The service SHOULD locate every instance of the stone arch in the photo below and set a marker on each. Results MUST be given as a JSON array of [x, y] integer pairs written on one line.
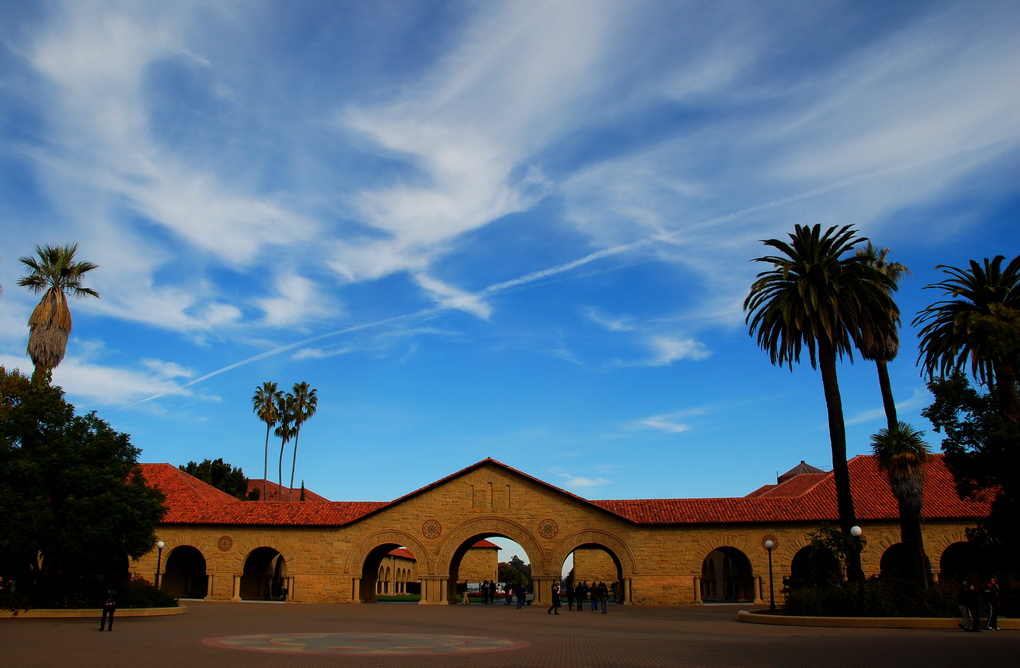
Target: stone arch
[[263, 575], [482, 526], [358, 555], [612, 544], [185, 574], [811, 566], [727, 575], [963, 561]]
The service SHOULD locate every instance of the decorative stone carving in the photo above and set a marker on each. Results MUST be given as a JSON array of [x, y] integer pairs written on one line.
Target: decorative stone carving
[[431, 529]]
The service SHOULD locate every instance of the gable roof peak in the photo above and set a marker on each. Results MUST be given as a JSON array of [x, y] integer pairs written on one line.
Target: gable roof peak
[[803, 467]]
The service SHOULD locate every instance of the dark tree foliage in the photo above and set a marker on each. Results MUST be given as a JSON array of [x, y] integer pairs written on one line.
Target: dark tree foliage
[[72, 500], [982, 450], [222, 476]]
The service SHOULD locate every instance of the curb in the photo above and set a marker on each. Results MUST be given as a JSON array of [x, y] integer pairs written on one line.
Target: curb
[[749, 617], [89, 613]]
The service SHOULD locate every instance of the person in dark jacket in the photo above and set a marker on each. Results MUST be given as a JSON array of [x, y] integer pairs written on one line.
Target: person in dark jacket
[[109, 607]]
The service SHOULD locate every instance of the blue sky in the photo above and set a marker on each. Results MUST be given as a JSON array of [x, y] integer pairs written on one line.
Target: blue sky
[[519, 230]]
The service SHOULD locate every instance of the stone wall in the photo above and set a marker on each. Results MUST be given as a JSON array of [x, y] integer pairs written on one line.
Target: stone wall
[[656, 564]]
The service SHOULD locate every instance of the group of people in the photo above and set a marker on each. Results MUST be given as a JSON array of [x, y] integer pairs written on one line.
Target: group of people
[[581, 592], [969, 600]]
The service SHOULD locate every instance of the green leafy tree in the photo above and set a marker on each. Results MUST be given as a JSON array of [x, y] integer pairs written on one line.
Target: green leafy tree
[[979, 326], [265, 404], [883, 349], [222, 476], [902, 454], [72, 499], [285, 412], [303, 406], [55, 273], [981, 449], [819, 298]]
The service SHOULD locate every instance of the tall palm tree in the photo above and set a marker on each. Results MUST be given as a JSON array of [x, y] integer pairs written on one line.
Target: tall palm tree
[[56, 272], [815, 298], [264, 404], [883, 350], [305, 403], [902, 454], [285, 410], [972, 326]]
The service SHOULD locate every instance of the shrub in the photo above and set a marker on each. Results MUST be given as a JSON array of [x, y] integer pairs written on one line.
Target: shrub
[[879, 598]]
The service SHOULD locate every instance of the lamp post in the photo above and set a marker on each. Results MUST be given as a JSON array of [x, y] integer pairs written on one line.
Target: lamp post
[[159, 559], [856, 531], [769, 545]]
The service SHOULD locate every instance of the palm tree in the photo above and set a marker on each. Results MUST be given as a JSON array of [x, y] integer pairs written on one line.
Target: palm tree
[[972, 326], [49, 326], [882, 351], [264, 404], [305, 403], [814, 298], [902, 454], [285, 411]]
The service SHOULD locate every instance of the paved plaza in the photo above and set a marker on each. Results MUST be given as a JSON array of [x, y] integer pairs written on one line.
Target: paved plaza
[[225, 634]]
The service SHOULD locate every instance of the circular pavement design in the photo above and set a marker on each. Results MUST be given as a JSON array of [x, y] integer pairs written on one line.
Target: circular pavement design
[[365, 644]]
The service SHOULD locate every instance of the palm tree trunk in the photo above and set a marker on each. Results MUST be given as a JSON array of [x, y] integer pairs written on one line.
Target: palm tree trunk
[[917, 567], [886, 388], [837, 442], [294, 464], [281, 471], [265, 464]]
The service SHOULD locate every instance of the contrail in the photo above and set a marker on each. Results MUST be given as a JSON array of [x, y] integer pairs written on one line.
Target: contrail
[[284, 349], [565, 267]]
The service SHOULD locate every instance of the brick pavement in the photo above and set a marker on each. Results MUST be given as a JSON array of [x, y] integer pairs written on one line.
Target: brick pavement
[[628, 635]]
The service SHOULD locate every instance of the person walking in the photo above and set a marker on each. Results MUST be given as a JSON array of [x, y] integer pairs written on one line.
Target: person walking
[[109, 607], [964, 622], [991, 600], [555, 608]]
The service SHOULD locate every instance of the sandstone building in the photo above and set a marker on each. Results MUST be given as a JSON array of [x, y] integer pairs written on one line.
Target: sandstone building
[[659, 551]]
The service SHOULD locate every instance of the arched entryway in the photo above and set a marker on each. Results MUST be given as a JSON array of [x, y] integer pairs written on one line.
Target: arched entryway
[[264, 576], [963, 561], [595, 564], [812, 566], [472, 563], [185, 576], [726, 576], [389, 569]]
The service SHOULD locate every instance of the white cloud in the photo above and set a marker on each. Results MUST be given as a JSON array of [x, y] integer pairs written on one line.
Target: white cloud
[[580, 481], [297, 301], [449, 297]]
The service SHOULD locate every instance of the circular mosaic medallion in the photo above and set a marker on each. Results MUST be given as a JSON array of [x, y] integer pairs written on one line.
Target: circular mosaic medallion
[[431, 529], [366, 644], [548, 528]]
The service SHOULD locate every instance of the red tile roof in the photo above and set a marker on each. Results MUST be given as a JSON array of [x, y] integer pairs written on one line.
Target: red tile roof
[[808, 497], [272, 492], [803, 497]]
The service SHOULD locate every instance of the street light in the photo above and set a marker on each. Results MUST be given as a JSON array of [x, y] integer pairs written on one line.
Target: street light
[[159, 559], [856, 531]]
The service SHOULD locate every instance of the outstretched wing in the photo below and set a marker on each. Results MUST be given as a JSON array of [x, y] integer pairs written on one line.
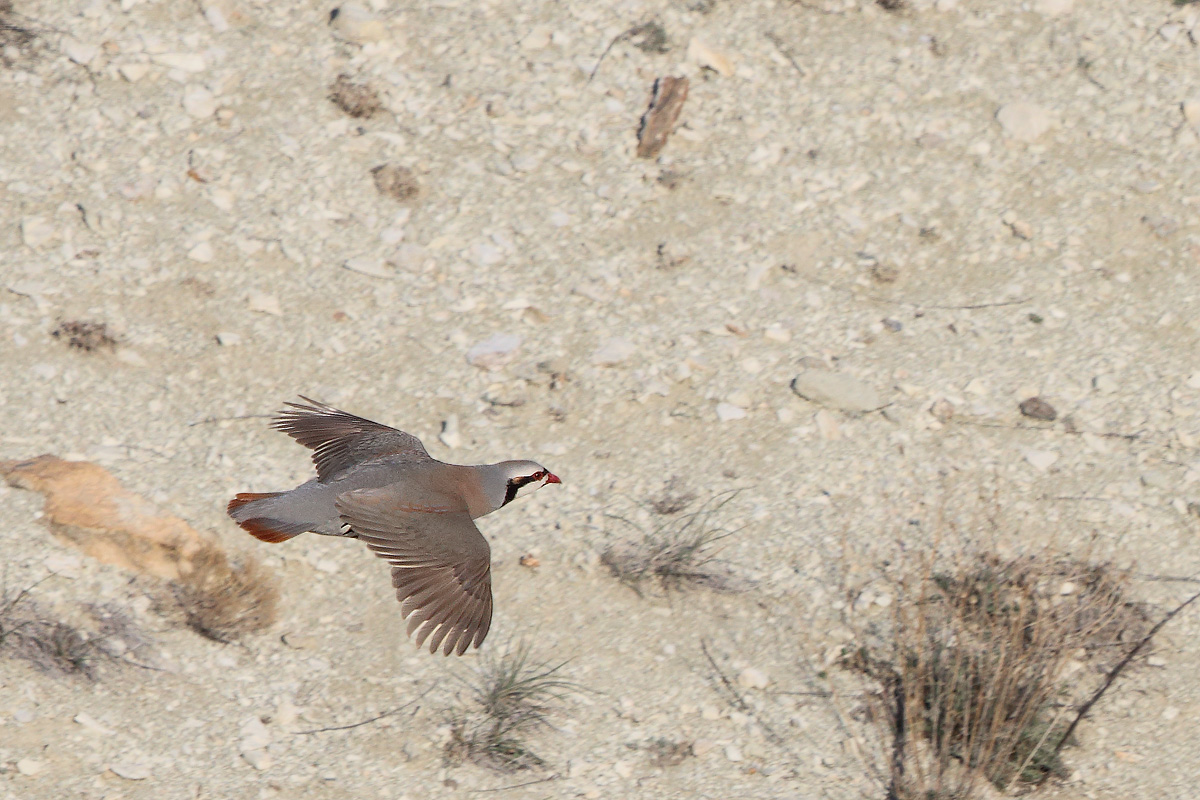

Required task
Return each line of the records above that contains the word "lamp", treating uppercase and lowercase as different.

Correct result
The service SHOULD locate every instance of the lamp post in the photo above and set a marker on each. Results MUST be given as a JSON array of [x, y] integer pairs written on one line.
Target: lamp post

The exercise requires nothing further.